• _Aufgabenstellung 1_:
Zeige alle Zeilen der Datensätze, die die Zeichenfolge „grass“ enthalten. Groß- und Kleinschreibung ist dabei zu beachten.

=-=-=

Ein Blick ins Ausland, so beispielsweise die Niederlande, zeigt, dass die dort möglichen Sammelklage-Instrumente eine Ansiedlung einer professionellen «Klageindustrie» zur Folge hatten. Diese «Amerikanisierung» des Rechtssystems führt zu einer eklatant anderen, prozess- und streitsüchtigen Rechtskultur. Bei der Einführung von Sammelklagen geht es damit um einen Grundsatzentscheid, der gestützt auf eine objektive Grundlage, welche Chancen und Risiken klar abwägt, erfolgen muss.

3. Die Vorlage ist technisch überholt

Die Vorlage ist seit bald 10 Jahren faktisch unverändert. Die technologischen Entwicklungen werden darin nicht berücksichtigt, ebenso wenig die negativen Erfahrungen, die das Ausland mit solchen Instrumenten gemacht hat.

WICHTIGE ENTWICKLUNGEN NICHT BERÜCKSICHTIGT

Die Wirtschaft begrüsst daher den Entscheid der Rechtskommission des Nationalrats. Die Vorlage stammt in ihren Grundzügen noch aus der Mitte des letzten Jahrzehntes und ist offensichtlich überholt. Vor diesem Hintergrund ist es von grundlegender Bedeutung, offen und ehrlich die Risiken, die mit der Einführung von Sammelklagen einhergehen, anzusprechen.

Im EU-Ausland erkennt man, dass die EU-Mitgliedsländer, welche eine entsprechende Richtlinie umsetzen müssen, grosse Sorgfalt und Vorsicht walten lassen. So sehen sie zahlreiche Instrumente vor, um den Missbrauch dieser neuen Klagemöglichkeiten einzudämmen, darunter umfassende Vorprüfungsverfahren, das Verbot von Drittparteifinanzierung oder die Prüfung, ob nicht alternative Schlichtungsinstrumente besser geeignet wären. Das Thema der Drittparteienfinanzierung ist derartig wichtig, dass nun auch auf Stufe EU eine Regulierung diskutiert wird. Alle diese Punkte, werden in der Vorlage des Bundesrates nicht einmal im Ansatz berücksichtigt.

Die Kommission hat nun der Verwaltung den Auftrag gegeben, diese Aspekte genauer anzuschauen. Aus Sicht der Wirtschaft sollte die Vorlage des Bundesrates aber nicht weiterverfolgt werden: denn nur ein Festhalten am Nichteintreten ermöglicht es, von dieser alten Vorlage wegzukommen.

=-=-=

• _Aufgabenstellung 2_:
Seit wie langer Zeit ist die Vorlage laut dem Text über Sammelklagen faktisch unverändert?

• _Zu bearbeitende Datensätze_:
=-=-=

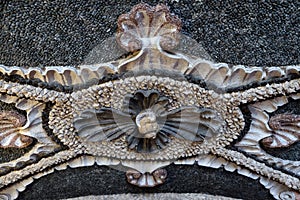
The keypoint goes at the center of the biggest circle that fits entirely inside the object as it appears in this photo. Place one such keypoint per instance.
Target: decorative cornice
(153, 108)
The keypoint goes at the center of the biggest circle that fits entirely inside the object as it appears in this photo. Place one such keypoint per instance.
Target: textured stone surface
(172, 196)
(60, 32)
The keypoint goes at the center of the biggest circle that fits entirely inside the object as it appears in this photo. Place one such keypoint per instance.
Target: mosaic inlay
(154, 108)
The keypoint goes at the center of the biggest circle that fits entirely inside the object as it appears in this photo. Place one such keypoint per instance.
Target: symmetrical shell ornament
(151, 109)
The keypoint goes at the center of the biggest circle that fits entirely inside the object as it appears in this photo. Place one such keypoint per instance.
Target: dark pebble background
(47, 33)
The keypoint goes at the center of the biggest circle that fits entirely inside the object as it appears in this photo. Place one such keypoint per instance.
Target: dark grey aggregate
(46, 33)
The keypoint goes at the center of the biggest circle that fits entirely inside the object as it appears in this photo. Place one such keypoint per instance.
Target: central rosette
(148, 122)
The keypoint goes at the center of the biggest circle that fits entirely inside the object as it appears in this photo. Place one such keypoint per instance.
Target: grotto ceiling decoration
(145, 111)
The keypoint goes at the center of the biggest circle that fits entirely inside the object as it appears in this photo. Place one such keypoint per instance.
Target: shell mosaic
(151, 109)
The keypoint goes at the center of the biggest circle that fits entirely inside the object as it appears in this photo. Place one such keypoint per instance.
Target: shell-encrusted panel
(155, 107)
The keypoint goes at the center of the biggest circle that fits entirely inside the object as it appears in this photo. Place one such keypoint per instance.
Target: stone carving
(147, 179)
(154, 108)
(10, 121)
(147, 123)
(286, 129)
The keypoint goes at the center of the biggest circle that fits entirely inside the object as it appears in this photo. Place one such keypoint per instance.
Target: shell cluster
(84, 115)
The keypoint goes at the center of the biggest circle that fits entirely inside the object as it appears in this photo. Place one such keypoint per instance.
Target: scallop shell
(147, 179)
(286, 131)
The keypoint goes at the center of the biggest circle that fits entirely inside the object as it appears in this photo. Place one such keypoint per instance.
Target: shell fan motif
(153, 108)
(146, 122)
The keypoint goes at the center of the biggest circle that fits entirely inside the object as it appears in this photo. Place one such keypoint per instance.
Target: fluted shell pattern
(188, 123)
(286, 131)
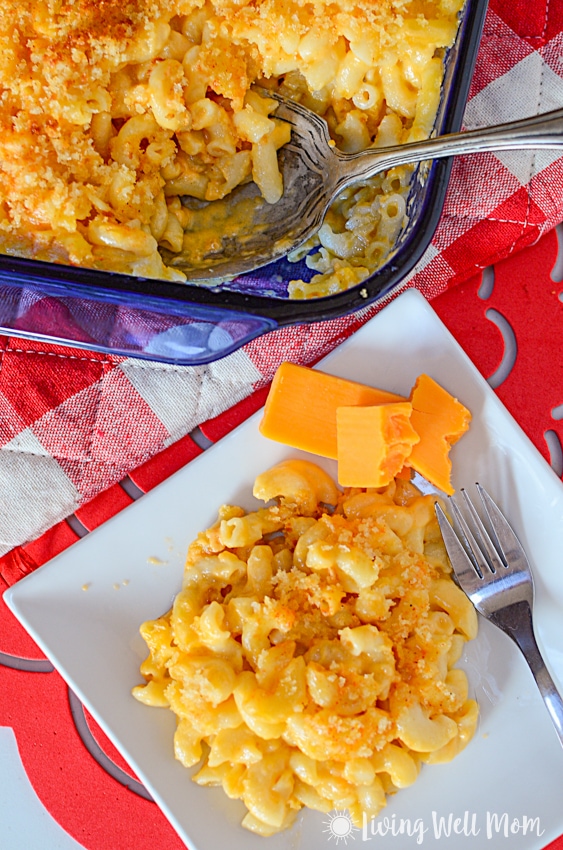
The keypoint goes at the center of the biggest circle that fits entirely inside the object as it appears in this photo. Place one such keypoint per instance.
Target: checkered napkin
(73, 422)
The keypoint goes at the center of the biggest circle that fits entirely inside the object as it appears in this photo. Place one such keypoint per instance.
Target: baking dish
(189, 324)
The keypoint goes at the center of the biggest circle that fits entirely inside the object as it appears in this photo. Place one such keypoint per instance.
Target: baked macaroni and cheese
(310, 656)
(120, 121)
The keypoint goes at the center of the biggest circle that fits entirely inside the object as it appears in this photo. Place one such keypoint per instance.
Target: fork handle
(523, 636)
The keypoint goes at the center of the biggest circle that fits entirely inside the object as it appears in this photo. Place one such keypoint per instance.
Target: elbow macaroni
(309, 656)
(107, 118)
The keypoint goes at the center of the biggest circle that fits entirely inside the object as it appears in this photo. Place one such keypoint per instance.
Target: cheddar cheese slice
(300, 410)
(440, 420)
(373, 443)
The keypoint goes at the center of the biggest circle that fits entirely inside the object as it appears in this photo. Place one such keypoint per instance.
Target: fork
(492, 568)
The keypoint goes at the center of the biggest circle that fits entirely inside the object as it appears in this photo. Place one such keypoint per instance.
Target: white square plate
(503, 787)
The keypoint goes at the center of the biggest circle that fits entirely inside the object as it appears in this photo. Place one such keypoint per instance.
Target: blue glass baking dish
(189, 324)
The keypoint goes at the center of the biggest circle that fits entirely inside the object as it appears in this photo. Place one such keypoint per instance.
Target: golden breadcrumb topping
(112, 111)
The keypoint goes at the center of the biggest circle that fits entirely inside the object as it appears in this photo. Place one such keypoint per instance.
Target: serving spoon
(249, 232)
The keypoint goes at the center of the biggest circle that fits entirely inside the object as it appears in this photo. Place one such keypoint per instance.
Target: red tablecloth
(82, 433)
(57, 739)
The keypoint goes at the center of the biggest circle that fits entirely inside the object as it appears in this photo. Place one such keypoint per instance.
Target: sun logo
(340, 827)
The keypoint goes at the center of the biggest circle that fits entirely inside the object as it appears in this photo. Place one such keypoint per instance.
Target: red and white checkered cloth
(74, 423)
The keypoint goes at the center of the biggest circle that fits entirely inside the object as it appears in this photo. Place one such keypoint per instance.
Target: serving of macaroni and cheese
(310, 655)
(120, 120)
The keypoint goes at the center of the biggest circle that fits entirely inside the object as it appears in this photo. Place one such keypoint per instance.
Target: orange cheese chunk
(301, 407)
(440, 420)
(373, 443)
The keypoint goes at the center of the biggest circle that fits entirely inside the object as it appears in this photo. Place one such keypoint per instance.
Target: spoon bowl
(314, 172)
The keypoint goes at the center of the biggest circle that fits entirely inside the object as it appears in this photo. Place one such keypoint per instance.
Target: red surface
(103, 506)
(162, 465)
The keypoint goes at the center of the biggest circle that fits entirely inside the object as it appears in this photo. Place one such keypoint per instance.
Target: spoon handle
(539, 131)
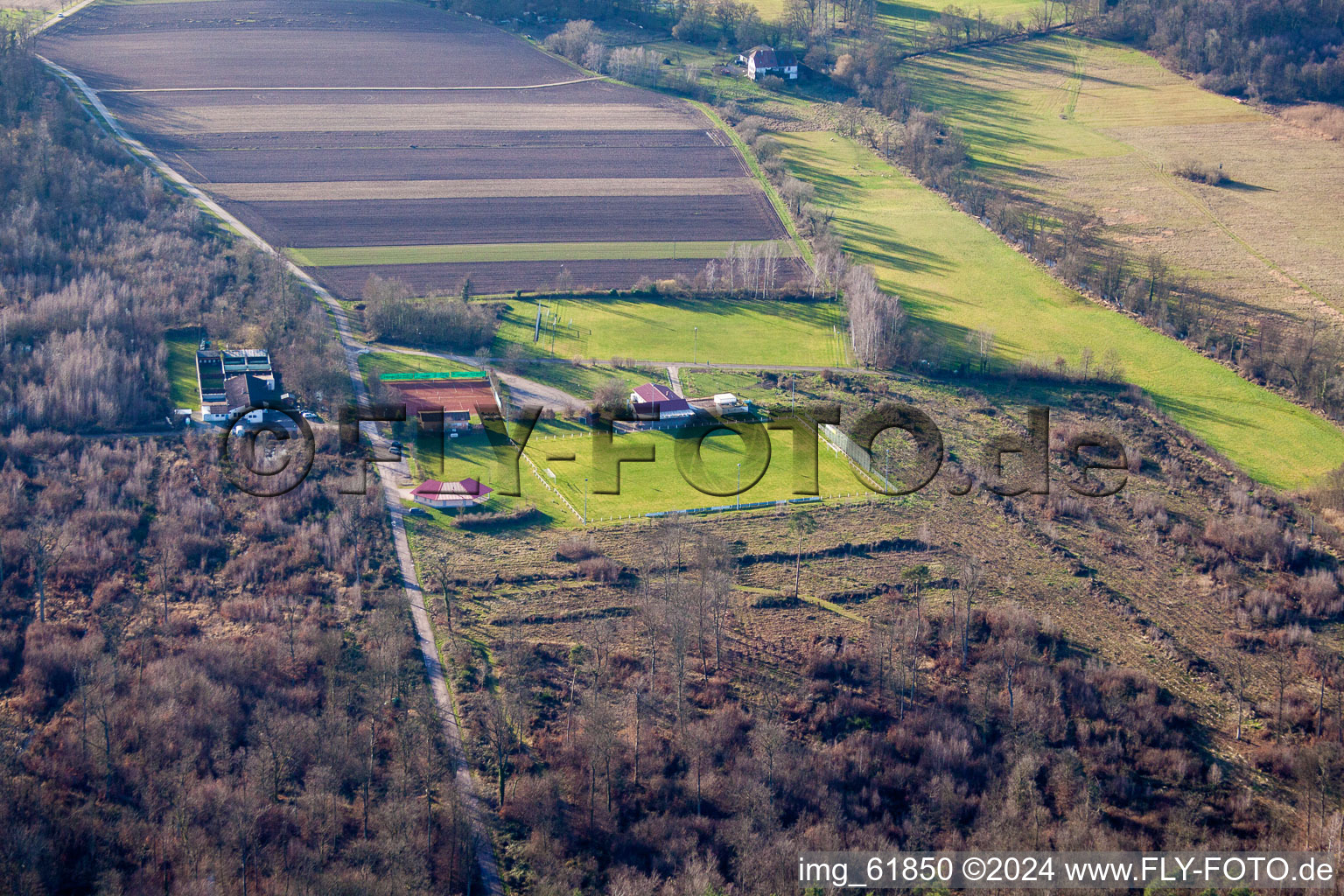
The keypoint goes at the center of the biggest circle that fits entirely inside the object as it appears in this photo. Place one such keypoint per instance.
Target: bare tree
(47, 540)
(972, 578)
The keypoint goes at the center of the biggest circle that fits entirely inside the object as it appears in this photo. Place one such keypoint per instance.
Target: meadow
(956, 277)
(679, 329)
(183, 389)
(1070, 122)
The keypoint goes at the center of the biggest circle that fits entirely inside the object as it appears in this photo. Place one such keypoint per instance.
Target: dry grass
(1085, 124)
(1319, 117)
(411, 116)
(518, 187)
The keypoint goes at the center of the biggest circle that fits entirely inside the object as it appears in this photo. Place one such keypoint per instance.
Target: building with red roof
(445, 496)
(654, 402)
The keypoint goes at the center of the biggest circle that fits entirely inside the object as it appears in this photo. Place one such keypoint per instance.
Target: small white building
(766, 60)
(654, 402)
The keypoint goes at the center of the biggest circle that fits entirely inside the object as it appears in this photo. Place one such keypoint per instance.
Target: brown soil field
(423, 116)
(504, 277)
(494, 188)
(697, 156)
(431, 130)
(573, 88)
(437, 222)
(293, 45)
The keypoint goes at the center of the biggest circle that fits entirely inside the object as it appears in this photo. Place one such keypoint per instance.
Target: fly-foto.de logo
(1010, 464)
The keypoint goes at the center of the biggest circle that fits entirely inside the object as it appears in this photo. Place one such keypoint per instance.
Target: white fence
(836, 438)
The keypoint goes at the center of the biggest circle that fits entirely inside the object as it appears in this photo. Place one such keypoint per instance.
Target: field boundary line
(483, 253)
(780, 208)
(464, 775)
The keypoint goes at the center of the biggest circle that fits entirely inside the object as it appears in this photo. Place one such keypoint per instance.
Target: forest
(1276, 50)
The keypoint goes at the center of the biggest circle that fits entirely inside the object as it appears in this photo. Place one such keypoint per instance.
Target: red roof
(434, 489)
(431, 396)
(651, 393)
(773, 58)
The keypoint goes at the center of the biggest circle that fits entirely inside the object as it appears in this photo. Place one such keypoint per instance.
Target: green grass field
(1026, 103)
(346, 256)
(659, 485)
(907, 17)
(664, 329)
(957, 277)
(378, 363)
(183, 389)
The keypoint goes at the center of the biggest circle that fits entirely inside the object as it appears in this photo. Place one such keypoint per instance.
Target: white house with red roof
(767, 60)
(654, 402)
(445, 496)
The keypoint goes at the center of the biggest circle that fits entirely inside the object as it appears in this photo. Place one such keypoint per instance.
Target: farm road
(466, 780)
(523, 389)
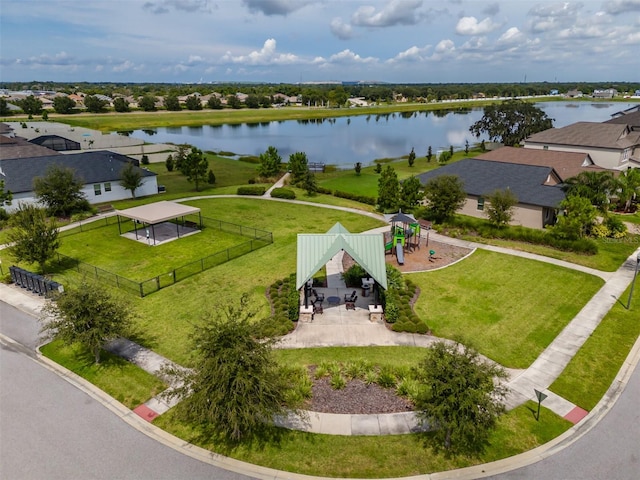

=-=-=

• _Lösung 1_:
Target: dry grass
Target: green grass field

• _Lösung 2_:
Seit bald 10 Jahren.